**REQUIRED TASK**
Each entry in the listing below should be restated word for word.

━━━ DATA IN THIS EXERCISE

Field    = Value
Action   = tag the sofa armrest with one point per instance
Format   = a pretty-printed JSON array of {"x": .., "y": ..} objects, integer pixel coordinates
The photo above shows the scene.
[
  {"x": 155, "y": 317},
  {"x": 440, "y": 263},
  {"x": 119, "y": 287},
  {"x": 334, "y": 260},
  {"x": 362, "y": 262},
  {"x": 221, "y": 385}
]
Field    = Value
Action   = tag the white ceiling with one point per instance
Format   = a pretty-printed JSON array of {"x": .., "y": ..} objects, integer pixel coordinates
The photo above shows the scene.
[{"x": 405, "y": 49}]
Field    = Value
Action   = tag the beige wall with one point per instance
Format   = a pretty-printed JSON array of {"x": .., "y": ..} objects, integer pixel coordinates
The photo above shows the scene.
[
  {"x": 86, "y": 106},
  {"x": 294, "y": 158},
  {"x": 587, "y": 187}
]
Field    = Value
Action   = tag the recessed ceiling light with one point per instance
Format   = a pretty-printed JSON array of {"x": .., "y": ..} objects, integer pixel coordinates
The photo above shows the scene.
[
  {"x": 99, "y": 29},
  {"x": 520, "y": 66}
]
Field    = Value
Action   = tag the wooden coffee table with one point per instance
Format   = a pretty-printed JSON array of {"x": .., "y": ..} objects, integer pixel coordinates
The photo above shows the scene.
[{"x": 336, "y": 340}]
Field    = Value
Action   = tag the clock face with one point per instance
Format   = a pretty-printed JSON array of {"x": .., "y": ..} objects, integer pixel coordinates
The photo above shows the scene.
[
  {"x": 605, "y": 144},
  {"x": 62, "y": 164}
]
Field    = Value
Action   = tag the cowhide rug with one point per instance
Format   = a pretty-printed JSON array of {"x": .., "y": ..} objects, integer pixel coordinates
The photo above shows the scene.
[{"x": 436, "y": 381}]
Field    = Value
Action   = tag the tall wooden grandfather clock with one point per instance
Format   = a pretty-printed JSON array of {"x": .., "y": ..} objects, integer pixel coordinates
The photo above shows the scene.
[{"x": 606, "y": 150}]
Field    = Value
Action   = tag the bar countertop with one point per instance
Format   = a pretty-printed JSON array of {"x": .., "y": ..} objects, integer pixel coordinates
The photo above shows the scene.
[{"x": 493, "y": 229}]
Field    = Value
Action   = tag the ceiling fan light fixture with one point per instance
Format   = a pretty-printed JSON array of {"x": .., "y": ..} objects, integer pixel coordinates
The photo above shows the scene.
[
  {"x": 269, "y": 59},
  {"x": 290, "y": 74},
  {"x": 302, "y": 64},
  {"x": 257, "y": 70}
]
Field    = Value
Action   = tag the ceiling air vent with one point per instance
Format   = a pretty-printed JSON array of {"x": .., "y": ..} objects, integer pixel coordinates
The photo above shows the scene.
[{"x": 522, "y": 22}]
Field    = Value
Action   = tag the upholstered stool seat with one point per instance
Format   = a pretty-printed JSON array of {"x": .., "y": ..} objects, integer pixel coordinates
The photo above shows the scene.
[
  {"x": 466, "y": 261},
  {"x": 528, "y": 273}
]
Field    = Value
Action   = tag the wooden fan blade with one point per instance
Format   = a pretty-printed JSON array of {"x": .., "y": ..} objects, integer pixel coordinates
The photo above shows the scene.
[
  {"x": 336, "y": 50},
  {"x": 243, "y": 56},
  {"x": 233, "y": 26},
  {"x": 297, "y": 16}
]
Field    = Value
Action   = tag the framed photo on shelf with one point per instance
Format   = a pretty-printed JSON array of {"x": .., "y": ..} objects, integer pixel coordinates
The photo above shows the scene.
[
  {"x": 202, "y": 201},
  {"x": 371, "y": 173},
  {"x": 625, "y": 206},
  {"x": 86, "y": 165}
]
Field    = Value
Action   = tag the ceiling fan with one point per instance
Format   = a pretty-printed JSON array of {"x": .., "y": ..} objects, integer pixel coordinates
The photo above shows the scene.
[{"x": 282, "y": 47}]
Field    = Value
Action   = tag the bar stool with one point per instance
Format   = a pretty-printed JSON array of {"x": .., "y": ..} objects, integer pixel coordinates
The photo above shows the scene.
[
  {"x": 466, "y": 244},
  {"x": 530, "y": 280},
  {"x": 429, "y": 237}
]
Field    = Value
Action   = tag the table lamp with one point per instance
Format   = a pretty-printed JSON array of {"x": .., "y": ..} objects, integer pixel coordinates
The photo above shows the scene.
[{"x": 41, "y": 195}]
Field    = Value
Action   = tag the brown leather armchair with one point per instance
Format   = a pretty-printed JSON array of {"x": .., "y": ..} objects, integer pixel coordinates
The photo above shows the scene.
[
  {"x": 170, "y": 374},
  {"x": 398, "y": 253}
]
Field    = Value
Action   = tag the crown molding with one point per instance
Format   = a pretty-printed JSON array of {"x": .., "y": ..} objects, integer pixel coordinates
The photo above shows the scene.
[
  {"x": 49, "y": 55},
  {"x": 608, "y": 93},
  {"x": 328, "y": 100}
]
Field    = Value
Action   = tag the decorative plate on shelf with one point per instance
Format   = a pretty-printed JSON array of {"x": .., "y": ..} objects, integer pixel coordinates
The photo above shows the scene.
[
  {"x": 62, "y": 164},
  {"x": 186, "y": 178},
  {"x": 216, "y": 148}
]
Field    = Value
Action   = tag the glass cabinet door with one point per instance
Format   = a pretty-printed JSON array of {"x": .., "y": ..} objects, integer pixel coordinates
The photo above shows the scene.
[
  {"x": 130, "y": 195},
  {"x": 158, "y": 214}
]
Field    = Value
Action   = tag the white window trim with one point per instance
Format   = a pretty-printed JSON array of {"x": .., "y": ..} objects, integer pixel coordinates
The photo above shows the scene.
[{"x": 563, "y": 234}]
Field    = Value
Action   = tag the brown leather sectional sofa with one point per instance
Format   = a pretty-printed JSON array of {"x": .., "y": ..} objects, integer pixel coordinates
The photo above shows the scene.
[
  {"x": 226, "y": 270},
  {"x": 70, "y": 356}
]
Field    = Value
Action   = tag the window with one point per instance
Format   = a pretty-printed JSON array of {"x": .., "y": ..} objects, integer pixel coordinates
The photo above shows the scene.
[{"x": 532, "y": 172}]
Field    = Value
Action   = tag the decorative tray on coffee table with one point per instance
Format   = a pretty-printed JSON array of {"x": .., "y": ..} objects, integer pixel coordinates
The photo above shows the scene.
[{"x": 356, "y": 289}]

━━━━━━

**ANSWER FOR THIS EXERCISE**
Field    = Value
Action   = tag the sofa armrest with one point per instance
Format   = a pretty-printed JSON array of {"x": .., "y": ..} objects, integer pixel coordinates
The photo above shows the scene.
[
  {"x": 155, "y": 317},
  {"x": 440, "y": 263},
  {"x": 119, "y": 287},
  {"x": 334, "y": 260},
  {"x": 362, "y": 262},
  {"x": 221, "y": 385}
]
Field    = Value
Action   = tag the white ceiling with one point per instance
Format   = a pretty-printed JSON array of {"x": .., "y": ..} objects, integer pixel coordinates
The photo above shows the scene.
[{"x": 405, "y": 49}]
Field    = Value
Action   = tag the beige wall with one point per instance
Format   = a pretty-printed JSON array of {"x": .., "y": ..} objects, integer pixel coordinates
The photo above shows the scene.
[
  {"x": 86, "y": 106},
  {"x": 294, "y": 158},
  {"x": 587, "y": 187}
]
Field    = Value
Action   = tag the recessed ceiling light with one point per instance
Format   = a pretty-printed JSON array of {"x": .., "y": ..} objects, integer pixel coordinates
The photo above shows the scene.
[
  {"x": 99, "y": 29},
  {"x": 520, "y": 66}
]
Field    = Value
Action   = tag the wooden coffee table with one point per instance
Format   = a pretty-printed JSON array of {"x": .., "y": ..} objects, integer pixel coordinates
The photo above shows the scene.
[{"x": 336, "y": 340}]
Field    = Value
Action   = tag the clock face with one point per instance
Format   = a pretty-printed JSON array of {"x": .., "y": ..} objects, integer pixel coordinates
The photo above shows the scene.
[
  {"x": 605, "y": 144},
  {"x": 62, "y": 164}
]
Field    = Value
Action   = tag the cowhide rug with one point per instance
Format   = a pretty-printed JSON array of {"x": .., "y": ..} objects, integer pixel coordinates
The photo above shows the scene.
[{"x": 436, "y": 381}]
Field    = Value
Action   = tag the tall wooden grandfather clock with one point per instance
Format   = a pretty-printed JSON array of {"x": .., "y": ..} objects, integer pixel coordinates
The photo above shows the scene.
[{"x": 606, "y": 150}]
Field    = Value
Action   = tag the bar countertop with one point per instance
Format   = a pretty-printed JSON array of {"x": .., "y": ..} objects, integer pixel coordinates
The photo above shows the scene.
[{"x": 493, "y": 229}]
Field    = Value
Action   = tag the ceiling fan light fixture with one point per instance
Format   = a pretty-printed JSON array of {"x": .., "y": ..} objects, integer pixel coordinates
The photo above shows the scene.
[
  {"x": 269, "y": 59},
  {"x": 290, "y": 74},
  {"x": 302, "y": 64},
  {"x": 257, "y": 70}
]
Field    = Value
Action   = tag the ceiling air vent with one point per instance
Format   = a pretty-printed JSON array of {"x": .., "y": ..} objects, integer pixel coordinates
The photo above shows the scene.
[{"x": 522, "y": 22}]
Field    = Value
Action   = tag the upholstered stool seat with one point per instance
Format   = a pretty-printed JSON array of {"x": .., "y": ..} objects, integer pixel coordinates
The photo above shows the scene.
[
  {"x": 466, "y": 261},
  {"x": 528, "y": 273}
]
Field    = Value
Action   = tag the wooden fan blade with one point per instance
Format   = a pretty-printed JSON array of {"x": .., "y": ..} objects, integer pixel coordinates
The photo above shows the scene.
[
  {"x": 336, "y": 50},
  {"x": 243, "y": 56},
  {"x": 233, "y": 26},
  {"x": 297, "y": 16}
]
Field    = Value
Action   = tag the framed photo on shelf with one point per instance
Format   = a pretty-printed JSON array of {"x": .., "y": ..} objects, integer pixel coordinates
The photo above shows the scene.
[
  {"x": 202, "y": 201},
  {"x": 371, "y": 173},
  {"x": 625, "y": 206},
  {"x": 86, "y": 165}
]
Field    = Value
Action   = tag the ceiling fan with one point per instance
Format   = a pretty-printed JSON array of {"x": .., "y": ..} objects, integer pixel coordinates
The photo above shows the scene.
[{"x": 282, "y": 47}]
Field    = Value
Action   = tag the bar stool with one point per instance
Format   = a pretty-printed JSON array of {"x": .., "y": ..} objects, integer pixel coordinates
The photo above shows the scene.
[
  {"x": 466, "y": 244},
  {"x": 530, "y": 280},
  {"x": 429, "y": 237}
]
Field    = Value
Action   = tag the table lamp with one point per instance
Format   = a pretty-printed JSON array of {"x": .., "y": ..} objects, integer pixel coordinates
The photo above shows the scene.
[{"x": 41, "y": 195}]
Field    = Value
Action   = tag the brown leather armchair with one point per instance
Format   = a pretty-printed JSON array of {"x": .., "y": ..} objects, integer pixel coordinates
The photo above shows the scene.
[
  {"x": 170, "y": 374},
  {"x": 398, "y": 253}
]
Field    = Value
Action   = tag the crown molding with one point per instance
Format   = a pretty-printed JSON array of {"x": .., "y": ..} objects, integer pixel coordinates
The photo above shows the scene.
[
  {"x": 49, "y": 55},
  {"x": 608, "y": 93},
  {"x": 328, "y": 100}
]
Field    = Value
Action   = tag the decorative plate on shelf with one point per instance
Format   = a pretty-printed JSON array of {"x": .., "y": ..} objects, integer pixel coordinates
The photo above shows the scene.
[
  {"x": 62, "y": 164},
  {"x": 186, "y": 178},
  {"x": 216, "y": 148}
]
Field    = Value
Action   = tag the glass cabinet door with one point per instance
Format   = a pretty-printed JSON array of {"x": .., "y": ..} objects, integer pixel coordinates
The photo above shows the scene.
[
  {"x": 130, "y": 195},
  {"x": 158, "y": 214}
]
Field    = Value
Action   = tag the white window trim with one point per instance
Format   = a pretty-printed JSON array of {"x": .., "y": ..} objects, integer pixel coordinates
The photo above shows the scene.
[{"x": 563, "y": 234}]
Field    = Value
Action   = tag the brown leather sectional sofa with one point per instance
Format   = a pretty-printed JSON array of {"x": .., "y": ..} objects, integer pixel coordinates
The photo above shows the scene.
[
  {"x": 226, "y": 270},
  {"x": 70, "y": 356}
]
Field    = Value
Action   = tag the window with one point per instance
Format   = a pretty-printed JSON array of {"x": .., "y": ..} objects, integer pixel coordinates
The photo above shows the scene.
[{"x": 532, "y": 172}]
Field    = Value
Action   = tag the decorative tray on coffee table with one point per instance
Format   = a pretty-printed JSON array of {"x": .., "y": ..} objects, integer pixel coordinates
The photo above shows the scene.
[{"x": 356, "y": 289}]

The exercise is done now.